SET EXERCISE —
Convert each line of the entries below into a Markdown table with the columns Row and Line. Number the rows in order and omit any blank lines.

── ENTRIES PROVIDED

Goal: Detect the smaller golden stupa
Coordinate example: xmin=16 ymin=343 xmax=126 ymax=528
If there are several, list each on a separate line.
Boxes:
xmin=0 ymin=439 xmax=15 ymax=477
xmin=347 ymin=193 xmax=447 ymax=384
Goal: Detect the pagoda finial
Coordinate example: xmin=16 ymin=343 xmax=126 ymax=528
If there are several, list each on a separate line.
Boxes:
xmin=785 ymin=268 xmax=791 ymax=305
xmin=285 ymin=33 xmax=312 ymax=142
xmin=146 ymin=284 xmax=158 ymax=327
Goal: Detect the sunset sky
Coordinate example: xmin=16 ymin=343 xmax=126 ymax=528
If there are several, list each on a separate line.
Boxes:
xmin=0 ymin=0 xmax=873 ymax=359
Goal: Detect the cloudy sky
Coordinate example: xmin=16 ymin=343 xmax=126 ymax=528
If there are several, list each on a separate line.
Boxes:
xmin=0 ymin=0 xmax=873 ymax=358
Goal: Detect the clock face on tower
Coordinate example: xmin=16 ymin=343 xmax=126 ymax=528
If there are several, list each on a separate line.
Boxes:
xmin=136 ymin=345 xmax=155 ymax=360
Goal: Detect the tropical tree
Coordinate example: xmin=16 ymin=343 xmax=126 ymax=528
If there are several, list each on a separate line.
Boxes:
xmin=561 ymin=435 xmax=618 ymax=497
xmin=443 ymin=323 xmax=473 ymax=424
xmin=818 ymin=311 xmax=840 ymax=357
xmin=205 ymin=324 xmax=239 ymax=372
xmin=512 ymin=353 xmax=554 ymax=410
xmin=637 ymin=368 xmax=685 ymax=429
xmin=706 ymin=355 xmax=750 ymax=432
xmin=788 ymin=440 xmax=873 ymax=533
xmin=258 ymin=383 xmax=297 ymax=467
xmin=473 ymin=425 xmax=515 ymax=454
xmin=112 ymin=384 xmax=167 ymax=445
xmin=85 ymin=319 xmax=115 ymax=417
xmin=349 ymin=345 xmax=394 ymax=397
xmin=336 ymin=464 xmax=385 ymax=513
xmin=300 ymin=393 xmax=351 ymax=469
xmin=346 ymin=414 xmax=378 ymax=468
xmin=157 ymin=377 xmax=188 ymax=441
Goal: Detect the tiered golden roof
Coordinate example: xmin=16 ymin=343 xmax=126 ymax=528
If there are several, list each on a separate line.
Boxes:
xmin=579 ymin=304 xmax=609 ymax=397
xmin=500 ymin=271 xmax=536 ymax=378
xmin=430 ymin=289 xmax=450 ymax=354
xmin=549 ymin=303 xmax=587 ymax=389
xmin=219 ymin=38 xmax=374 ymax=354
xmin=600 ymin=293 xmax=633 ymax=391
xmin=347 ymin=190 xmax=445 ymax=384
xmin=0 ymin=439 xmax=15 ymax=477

────

REPLY TO THE TASK —
| Row | Line |
|---|---|
| 1 | Goal: Detect the smaller golden stupa |
| 2 | Coordinate example: xmin=16 ymin=343 xmax=126 ymax=528 |
| 3 | If there are several, list each on a separate line. |
| 4 | Boxes: |
| 5 | xmin=0 ymin=439 xmax=15 ymax=477 |
| 6 | xmin=347 ymin=193 xmax=447 ymax=384 |
| 7 | Goal: Detect the pagoda finial |
| 8 | Coordinate example: xmin=16 ymin=343 xmax=126 ymax=528 |
| 9 | If there are several, list each on a separate line. |
| 10 | Boxes: |
| 11 | xmin=785 ymin=268 xmax=791 ymax=305 |
| 12 | xmin=285 ymin=33 xmax=312 ymax=142 |
| 13 | xmin=146 ymin=284 xmax=158 ymax=327 |
| 14 | Goal: Detect the sunset sky |
| 15 | Coordinate example: xmin=16 ymin=343 xmax=126 ymax=528 |
| 16 | If there are several, list each on a separate line. |
| 17 | Boxes: |
| 18 | xmin=0 ymin=0 xmax=873 ymax=359 |
| 19 | Goal: Detect the cloudy sky |
| 20 | Coordinate example: xmin=16 ymin=343 xmax=126 ymax=528 |
| 21 | If there are several, list each on a separate line. |
| 22 | Boxes: |
| 23 | xmin=0 ymin=0 xmax=873 ymax=358 |
| 24 | Goal: Detect the clock face on tower |
| 25 | Coordinate example: xmin=16 ymin=343 xmax=126 ymax=528 |
| 26 | If there are several, list each on a separate line. |
| 27 | Boxes: |
| 28 | xmin=136 ymin=345 xmax=155 ymax=360 |
| 29 | Goal: Detect the tropical tree |
| 30 | Coordinate example: xmin=16 ymin=343 xmax=126 ymax=528 |
| 31 | If there are several, list each on a separate line. |
| 32 | Boxes: |
| 33 | xmin=561 ymin=435 xmax=618 ymax=497 |
| 34 | xmin=443 ymin=323 xmax=473 ymax=424 |
| 35 | xmin=818 ymin=311 xmax=840 ymax=357 |
| 36 | xmin=205 ymin=324 xmax=239 ymax=372 |
| 37 | xmin=512 ymin=353 xmax=554 ymax=410 |
| 38 | xmin=637 ymin=368 xmax=685 ymax=429 |
| 39 | xmin=706 ymin=355 xmax=750 ymax=432 |
| 40 | xmin=788 ymin=440 xmax=873 ymax=533 |
| 41 | xmin=258 ymin=383 xmax=297 ymax=467 |
| 42 | xmin=473 ymin=425 xmax=515 ymax=454 |
| 43 | xmin=112 ymin=384 xmax=167 ymax=445 |
| 44 | xmin=85 ymin=319 xmax=115 ymax=417 |
| 45 | xmin=349 ymin=345 xmax=394 ymax=397 |
| 46 | xmin=336 ymin=464 xmax=385 ymax=513 |
| 47 | xmin=300 ymin=393 xmax=351 ymax=469 |
| 48 | xmin=346 ymin=414 xmax=378 ymax=468 |
| 49 | xmin=157 ymin=377 xmax=188 ymax=441 |
| 50 | Goal: Detect the tiered golden roof |
| 51 | Coordinate example: xmin=16 ymin=343 xmax=126 ymax=528 |
| 52 | If there are several, list each on a separate line. |
| 53 | Boxes: |
| 54 | xmin=579 ymin=304 xmax=609 ymax=397 |
| 55 | xmin=500 ymin=271 xmax=536 ymax=378 |
| 56 | xmin=430 ymin=289 xmax=450 ymax=354 |
| 57 | xmin=549 ymin=303 xmax=587 ymax=389 |
| 58 | xmin=219 ymin=38 xmax=374 ymax=354 |
| 59 | xmin=600 ymin=293 xmax=633 ymax=391 |
| 60 | xmin=347 ymin=190 xmax=445 ymax=384 |
| 61 | xmin=0 ymin=439 xmax=15 ymax=477 |